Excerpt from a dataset
* * * * * * *

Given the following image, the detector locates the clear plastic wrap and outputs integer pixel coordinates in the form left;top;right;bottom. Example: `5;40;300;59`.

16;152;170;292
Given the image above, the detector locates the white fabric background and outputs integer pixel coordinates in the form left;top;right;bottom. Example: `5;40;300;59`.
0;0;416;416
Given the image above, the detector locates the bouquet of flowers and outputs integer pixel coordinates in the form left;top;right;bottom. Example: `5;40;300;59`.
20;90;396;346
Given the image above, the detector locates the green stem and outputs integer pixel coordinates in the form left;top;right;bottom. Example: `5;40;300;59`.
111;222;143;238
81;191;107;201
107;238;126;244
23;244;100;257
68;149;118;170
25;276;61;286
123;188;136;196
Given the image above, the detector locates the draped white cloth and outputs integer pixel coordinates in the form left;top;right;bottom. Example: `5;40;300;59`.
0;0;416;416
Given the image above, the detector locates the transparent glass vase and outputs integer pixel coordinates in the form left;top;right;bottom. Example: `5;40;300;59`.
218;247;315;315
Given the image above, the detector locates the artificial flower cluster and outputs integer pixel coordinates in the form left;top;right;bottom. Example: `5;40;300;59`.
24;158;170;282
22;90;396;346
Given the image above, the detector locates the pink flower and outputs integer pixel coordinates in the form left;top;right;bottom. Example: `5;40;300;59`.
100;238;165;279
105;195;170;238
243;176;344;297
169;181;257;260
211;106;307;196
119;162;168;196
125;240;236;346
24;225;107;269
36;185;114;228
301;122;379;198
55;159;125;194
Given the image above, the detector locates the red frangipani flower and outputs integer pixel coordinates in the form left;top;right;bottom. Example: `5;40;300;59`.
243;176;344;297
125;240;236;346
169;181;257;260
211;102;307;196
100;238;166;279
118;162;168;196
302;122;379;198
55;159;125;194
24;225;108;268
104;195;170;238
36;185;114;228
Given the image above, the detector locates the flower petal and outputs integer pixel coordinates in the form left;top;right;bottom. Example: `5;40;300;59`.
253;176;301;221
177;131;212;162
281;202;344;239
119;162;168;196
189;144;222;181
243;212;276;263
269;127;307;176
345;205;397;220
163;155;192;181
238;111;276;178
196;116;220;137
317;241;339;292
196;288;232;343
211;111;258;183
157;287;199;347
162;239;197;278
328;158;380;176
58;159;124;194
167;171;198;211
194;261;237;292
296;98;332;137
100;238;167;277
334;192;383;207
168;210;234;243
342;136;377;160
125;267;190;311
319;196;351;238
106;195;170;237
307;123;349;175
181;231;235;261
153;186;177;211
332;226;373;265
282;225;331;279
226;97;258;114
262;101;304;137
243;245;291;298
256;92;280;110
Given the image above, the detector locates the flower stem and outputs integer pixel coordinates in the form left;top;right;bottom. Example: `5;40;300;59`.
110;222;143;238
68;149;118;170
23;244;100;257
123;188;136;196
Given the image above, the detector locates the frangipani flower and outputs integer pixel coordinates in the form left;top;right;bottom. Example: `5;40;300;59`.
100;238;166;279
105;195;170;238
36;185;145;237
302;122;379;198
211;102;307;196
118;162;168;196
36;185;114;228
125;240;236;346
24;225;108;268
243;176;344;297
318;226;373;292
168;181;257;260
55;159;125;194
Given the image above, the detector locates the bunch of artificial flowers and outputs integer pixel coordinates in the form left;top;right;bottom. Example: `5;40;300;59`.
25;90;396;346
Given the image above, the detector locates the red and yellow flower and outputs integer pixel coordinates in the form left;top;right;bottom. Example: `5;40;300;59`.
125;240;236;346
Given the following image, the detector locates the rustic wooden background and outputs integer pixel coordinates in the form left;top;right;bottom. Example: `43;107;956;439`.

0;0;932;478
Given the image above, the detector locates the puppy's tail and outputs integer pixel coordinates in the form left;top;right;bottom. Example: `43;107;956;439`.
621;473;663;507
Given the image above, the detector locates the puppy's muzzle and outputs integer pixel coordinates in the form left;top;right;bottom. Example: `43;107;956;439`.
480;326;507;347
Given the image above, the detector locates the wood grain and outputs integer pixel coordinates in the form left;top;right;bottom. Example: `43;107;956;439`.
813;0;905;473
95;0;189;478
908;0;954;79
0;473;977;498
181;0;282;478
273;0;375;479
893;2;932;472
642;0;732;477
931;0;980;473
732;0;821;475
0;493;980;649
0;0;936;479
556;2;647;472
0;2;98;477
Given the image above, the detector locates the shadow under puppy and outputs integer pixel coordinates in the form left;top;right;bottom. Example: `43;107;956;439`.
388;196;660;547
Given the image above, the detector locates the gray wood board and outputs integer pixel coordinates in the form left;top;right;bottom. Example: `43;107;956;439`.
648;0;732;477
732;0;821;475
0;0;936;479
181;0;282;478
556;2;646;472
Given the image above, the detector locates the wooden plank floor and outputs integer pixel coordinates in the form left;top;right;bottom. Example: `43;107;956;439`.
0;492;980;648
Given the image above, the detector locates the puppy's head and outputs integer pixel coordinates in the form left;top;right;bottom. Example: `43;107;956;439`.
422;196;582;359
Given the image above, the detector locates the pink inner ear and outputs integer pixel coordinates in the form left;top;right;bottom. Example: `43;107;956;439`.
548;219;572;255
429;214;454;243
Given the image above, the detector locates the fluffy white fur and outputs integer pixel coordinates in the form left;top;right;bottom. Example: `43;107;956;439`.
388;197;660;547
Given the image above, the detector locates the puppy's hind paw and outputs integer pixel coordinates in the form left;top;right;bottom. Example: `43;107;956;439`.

* * * * * * *

#### Exercise:
Reproduce the entire listing above word for word, with nothing changed.

#### Full response:
Given the following image, the detector locates the clear plastic wrap and outputs integer pixel coordinates in the form left;top;right;bottom. Example: `5;40;300;59`.

16;152;170;292
Given the image above, the detector locates the white fabric background and outputs integer pixel coordinates in the form left;top;right;bottom. Example: `5;40;300;59`.
0;0;416;416
Given the image above, the detector locates the bouquet of flowers and outputs integer pixel coordinates in the form left;top;right;bottom. Example: `5;40;300;59`.
20;90;396;346
Given the image above, the detector locates the green stem and outputs integer pixel coordinates in the form left;top;right;bottom. Example: `5;40;300;59`.
111;222;143;238
81;191;107;201
107;238;126;244
23;244;100;257
68;149;118;170
25;276;61;286
123;188;136;196
Given the image above, the detector locates the draped white cloth and outputs integer pixel coordinates in the form left;top;right;bottom. Example: `5;40;300;59`.
0;0;416;416
Given the image above, the detector locates the transparent glass vase and outputs integer pixel coordinates in the form left;top;right;bottom. Example: `5;40;300;59`.
218;247;315;315
Given the image above, the detector locates the artificial flower cluster and outputs integer pixel coordinates in the form left;top;right;bottom. Example: `5;40;300;59`.
24;158;170;282
22;90;396;346
Given the image above, the detector locates the pink flower and outputs integer pixel coordinates in the form left;top;right;bottom. Example: `5;40;300;59`.
100;238;165;279
105;195;170;238
243;176;344;297
169;181;257;260
211;106;307;196
119;162;168;196
125;240;236;346
24;225;107;269
36;185;114;228
301;122;379;198
55;159;125;194
Given the image above, the detector locates the red frangipani flower and outputs integer pixel coordinates in the form left;top;right;bottom. Example: `5;40;300;59`.
243;176;344;297
125;240;236;346
169;181;257;260
211;102;307;196
100;238;166;279
118;162;168;196
302;122;379;198
55;159;125;194
24;225;108;268
104;195;170;238
36;185;114;228
Given the image above, the detector locates the flower petal and outputs integer pixel coordinates in the form left;top;right;bottom. Example: `5;40;300;59`.
253;176;301;221
177;131;212;162
281;202;344;239
119;162;168;196
189;144;222;181
243;212;276;263
269;127;307;176
345;205;397;220
163;155;192;181
238;111;276;178
196;116;220;137
317;241;339;292
196;288;232;343
211;111;258;183
157;287;199;347
162;239;197;278
328;158;380;176
58;159;124;194
167;171;198;211
194;261;237;292
296;98;332;137
100;238;167;277
334;192;383;207
168;210;234;243
342;136;377;160
125;267;190;311
319;196;351;238
106;195;170;237
307;123;349;175
181;231;235;261
153;186;177;211
332;226;373;265
282;225;331;279
226;97;258;114
262;101;304;137
243;245;291;298
256;92;280;110
Given the image above, the detector locates the flower stem and outputs integer pixel coordinates in the form left;top;right;bottom. Example: `5;40;300;59`.
110;222;143;238
68;149;118;170
23;244;100;257
123;188;136;196
Given the image above, the detector locates the frangipani flower and outputs integer pixel coordinates in the form left;top;right;bottom. Example: `5;40;300;59`.
100;238;166;279
105;195;170;238
36;185;145;237
302;122;379;198
211;102;307;196
118;162;168;196
36;185;114;228
125;240;236;346
24;225;108;268
243;176;344;297
318;226;373;292
168;181;257;260
55;159;125;194
Given the image above, the detector locates the bunch of artificial flowers and outputs integer pixel coordinates in the form left;top;right;bottom. Example: `5;40;300;59`.
25;90;396;346
Given the image above, the detector locates the red and yellow flower and outputs integer pixel coordinates in the form left;top;right;bottom. Example: `5;40;300;59`.
125;240;236;346
Given the following image, the detector locates the rustic wooden background and outputs integer pixel coordinates in the form left;top;right;bottom. Example: `43;107;956;439`.

0;0;932;478
Given the image above, the detector locates the puppy's tail and outputs integer pixel coordinates in the form left;top;right;bottom. Example: `43;107;956;439`.
621;473;663;507
Given the image above, the detector locates the puppy's muzzle and outputs integer pixel coordinates in the form left;top;right;bottom. Example: `43;107;956;439`.
480;326;507;347
Given the image above, the detector locates the wood grain and outputs integer pixel coordinates in the form left;top;right;bottom. Example: `43;107;956;439`.
813;0;905;473
95;0;189;478
908;0;954;79
0;473;977;498
181;0;282;478
273;0;375;479
893;2;932;472
642;0;732;477
931;0;980;473
732;0;821;475
0;493;980;649
0;0;936;479
556;2;647;472
0;2;98;477
Given the image above, the detector locates the shadow under puppy and outputs integer pixel coordinates in the form left;top;right;bottom. Example: `43;107;956;439`.
388;196;660;547
Given the image above, the detector locates the gray wood board and outputs integer pixel coordinates in the form left;top;right;bottom. Example: `43;107;956;439`.
648;0;732;477
732;0;821;475
0;0;936;479
181;0;282;478
556;2;646;472
Given the image above, the detector locates the wooden plank floor and outputs integer pixel coordinates in the form left;top;right;bottom. Example: `43;107;956;439`.
0;492;980;648
Given the image above, the detector locates the puppy's head and outputs integer pixel coordinates in the form left;top;right;bottom. Example: `43;107;956;439`.
422;196;582;359
Given the image above, the detector locates the pink inner ear and outputs integer pixel coordinates in the form left;top;right;bottom. Example: `43;107;956;439`.
548;219;572;255
429;214;454;243
Given the image above, the detector locates the fluffy white fur and outputs integer pixel coordinates in the form left;top;right;bottom. Example: `43;107;956;439`.
388;197;660;547
Given the image above, the detector locates the puppy's hind paw and outputs integer pixel coordinates in the form left;top;right;bottom. Example: `43;107;956;439`.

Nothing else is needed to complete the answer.